§ **PROBLEM A**: In the Olympic coverage roundup, what was the English butcher near a yachting event told he couldn't do?
§ **PROBLEM B**: According to the Olympic coverage roundup, which sports events did The Guardian recreate with stop-motion Lego? List them all.

§ **PASSAGE PROVIDED**:

++++++++++

Before we leave the Olympics behind here’s a selective roundup of some of the best (and worst) coverage we saw during the last two weeks.
We call it the FJP Media Games, English Language Edition.
Best Olympic Coverage
Gold: The BBC
Why: From FJP contributor John Johnston: “The BBC’s coverage has been amazing throughout. They’ve had a stream of every sport on their website uninterrupted, their live player has had chapters installed to let you go back to any point of the action on their TV stations. They’ve had great pundits, great insight and have just covered it impeccably.“
Best Use of Lego Animations to Get Around IOC Licensing Issues
Gold: The Guardian
Why: The International Olympic Committee is rather aggressive when it comes to protecting its brand. Only those who’ve paid steep licensing fees can broadcast moving images and other brand marks associated with the games. (For example, an English butcher near a yachting event was told he couldn’t display his sausages as Olympic rings).
The Guardian obviously didn’t have video to use in its reporting so it did the next – and possibly best – thing: It recreated weightlifting, gymnastics, basketball, track and swimming events out of stop motion legos.

++++++++++

§ **STORED RECORDS**:
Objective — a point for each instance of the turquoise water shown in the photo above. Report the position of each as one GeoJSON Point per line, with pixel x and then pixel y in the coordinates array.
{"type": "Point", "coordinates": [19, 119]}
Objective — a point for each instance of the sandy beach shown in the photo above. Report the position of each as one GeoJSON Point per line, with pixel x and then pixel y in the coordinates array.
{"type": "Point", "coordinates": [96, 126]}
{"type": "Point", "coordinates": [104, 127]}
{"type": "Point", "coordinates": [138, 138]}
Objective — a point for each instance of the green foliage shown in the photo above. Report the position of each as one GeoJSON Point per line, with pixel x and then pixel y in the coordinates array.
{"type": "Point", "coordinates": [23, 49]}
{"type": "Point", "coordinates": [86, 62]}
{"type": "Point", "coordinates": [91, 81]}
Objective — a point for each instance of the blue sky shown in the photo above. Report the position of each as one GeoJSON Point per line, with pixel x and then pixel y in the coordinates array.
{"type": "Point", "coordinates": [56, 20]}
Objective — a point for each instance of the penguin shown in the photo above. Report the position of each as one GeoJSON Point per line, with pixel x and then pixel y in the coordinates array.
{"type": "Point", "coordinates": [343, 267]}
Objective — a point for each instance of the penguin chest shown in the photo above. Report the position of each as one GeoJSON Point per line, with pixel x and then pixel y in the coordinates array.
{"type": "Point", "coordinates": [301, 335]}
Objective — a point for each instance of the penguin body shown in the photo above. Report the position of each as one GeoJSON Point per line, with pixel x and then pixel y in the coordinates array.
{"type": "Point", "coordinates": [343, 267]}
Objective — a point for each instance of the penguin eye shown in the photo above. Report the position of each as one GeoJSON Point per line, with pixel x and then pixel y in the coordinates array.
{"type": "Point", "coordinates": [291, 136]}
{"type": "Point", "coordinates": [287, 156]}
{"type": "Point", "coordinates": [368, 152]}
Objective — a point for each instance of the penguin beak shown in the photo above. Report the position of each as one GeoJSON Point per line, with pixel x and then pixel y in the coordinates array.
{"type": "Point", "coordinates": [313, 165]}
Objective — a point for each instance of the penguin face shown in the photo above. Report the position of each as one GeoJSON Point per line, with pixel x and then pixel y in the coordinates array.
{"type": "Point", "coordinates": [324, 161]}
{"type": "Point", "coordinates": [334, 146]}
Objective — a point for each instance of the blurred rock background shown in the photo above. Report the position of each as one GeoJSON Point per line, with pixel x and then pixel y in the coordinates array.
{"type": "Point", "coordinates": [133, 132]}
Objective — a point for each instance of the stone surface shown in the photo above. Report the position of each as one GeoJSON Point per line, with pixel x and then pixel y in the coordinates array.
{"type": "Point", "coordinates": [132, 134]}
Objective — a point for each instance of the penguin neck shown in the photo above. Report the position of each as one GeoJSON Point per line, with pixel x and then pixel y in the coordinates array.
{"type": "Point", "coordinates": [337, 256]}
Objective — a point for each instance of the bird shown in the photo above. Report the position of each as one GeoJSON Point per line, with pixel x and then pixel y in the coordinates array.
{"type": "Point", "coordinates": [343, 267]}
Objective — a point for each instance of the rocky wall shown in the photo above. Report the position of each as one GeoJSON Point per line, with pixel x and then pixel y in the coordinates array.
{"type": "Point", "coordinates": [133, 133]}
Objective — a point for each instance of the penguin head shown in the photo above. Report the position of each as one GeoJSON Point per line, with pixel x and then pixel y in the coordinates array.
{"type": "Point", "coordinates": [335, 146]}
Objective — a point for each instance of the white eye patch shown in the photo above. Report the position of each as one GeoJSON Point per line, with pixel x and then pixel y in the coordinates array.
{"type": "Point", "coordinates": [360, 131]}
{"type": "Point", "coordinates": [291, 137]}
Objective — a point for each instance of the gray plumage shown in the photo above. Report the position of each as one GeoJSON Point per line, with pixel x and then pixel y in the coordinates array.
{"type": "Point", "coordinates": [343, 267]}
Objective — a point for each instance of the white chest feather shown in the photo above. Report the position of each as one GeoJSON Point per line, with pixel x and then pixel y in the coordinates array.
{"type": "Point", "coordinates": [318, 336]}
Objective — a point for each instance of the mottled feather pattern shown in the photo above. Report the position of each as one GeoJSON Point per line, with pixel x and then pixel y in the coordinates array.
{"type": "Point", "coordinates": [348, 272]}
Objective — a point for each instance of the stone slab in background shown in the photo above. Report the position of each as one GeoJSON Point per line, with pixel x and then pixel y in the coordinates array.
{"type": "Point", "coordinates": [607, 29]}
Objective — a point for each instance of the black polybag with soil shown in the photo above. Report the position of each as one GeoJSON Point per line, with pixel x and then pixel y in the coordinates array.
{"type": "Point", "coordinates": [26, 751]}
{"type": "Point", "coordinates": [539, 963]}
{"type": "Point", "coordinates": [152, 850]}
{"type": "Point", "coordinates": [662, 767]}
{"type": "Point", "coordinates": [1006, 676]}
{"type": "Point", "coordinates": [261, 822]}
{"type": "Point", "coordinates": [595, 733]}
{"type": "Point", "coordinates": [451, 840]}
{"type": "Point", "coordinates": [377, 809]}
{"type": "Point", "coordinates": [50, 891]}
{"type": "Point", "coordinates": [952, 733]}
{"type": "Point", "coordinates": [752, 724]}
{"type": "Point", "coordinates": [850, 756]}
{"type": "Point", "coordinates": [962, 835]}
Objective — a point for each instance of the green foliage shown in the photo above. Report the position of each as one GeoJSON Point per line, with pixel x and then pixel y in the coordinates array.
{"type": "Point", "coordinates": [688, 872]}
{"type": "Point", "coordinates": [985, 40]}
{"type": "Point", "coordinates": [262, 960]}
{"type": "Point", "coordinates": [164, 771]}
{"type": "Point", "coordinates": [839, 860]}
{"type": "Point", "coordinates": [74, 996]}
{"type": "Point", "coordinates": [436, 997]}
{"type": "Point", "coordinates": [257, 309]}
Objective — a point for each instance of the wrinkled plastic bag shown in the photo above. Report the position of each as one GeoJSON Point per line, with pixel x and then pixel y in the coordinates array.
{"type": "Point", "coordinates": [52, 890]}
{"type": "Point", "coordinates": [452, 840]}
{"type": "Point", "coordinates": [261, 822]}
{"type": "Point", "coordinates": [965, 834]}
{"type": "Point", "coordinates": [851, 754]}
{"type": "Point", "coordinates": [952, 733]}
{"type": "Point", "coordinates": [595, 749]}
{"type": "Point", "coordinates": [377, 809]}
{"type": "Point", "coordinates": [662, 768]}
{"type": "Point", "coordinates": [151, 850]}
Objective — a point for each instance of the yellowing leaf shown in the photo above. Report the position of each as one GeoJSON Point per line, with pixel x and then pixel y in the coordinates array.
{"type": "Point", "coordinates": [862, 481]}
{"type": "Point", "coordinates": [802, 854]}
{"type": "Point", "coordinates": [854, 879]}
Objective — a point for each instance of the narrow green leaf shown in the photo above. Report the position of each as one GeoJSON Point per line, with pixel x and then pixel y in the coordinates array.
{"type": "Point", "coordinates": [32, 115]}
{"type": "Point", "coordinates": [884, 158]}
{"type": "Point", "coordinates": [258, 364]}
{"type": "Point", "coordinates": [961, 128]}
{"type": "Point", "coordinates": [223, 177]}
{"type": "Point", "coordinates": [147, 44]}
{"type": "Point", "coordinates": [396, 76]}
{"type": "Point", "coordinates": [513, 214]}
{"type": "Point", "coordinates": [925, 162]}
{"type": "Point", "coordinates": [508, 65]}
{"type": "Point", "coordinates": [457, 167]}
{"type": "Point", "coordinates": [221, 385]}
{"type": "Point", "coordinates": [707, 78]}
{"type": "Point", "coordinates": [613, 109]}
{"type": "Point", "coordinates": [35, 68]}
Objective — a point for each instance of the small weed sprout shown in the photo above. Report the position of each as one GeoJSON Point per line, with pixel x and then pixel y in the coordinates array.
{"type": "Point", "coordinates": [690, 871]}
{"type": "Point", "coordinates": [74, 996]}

++++++++++

§ **TASK SOLUTION A**: He couldn't display his sausages as Olympic rings.

§ **TASK SOLUTION B**: Weightlifting, gymnastics, basketball, track, and swimming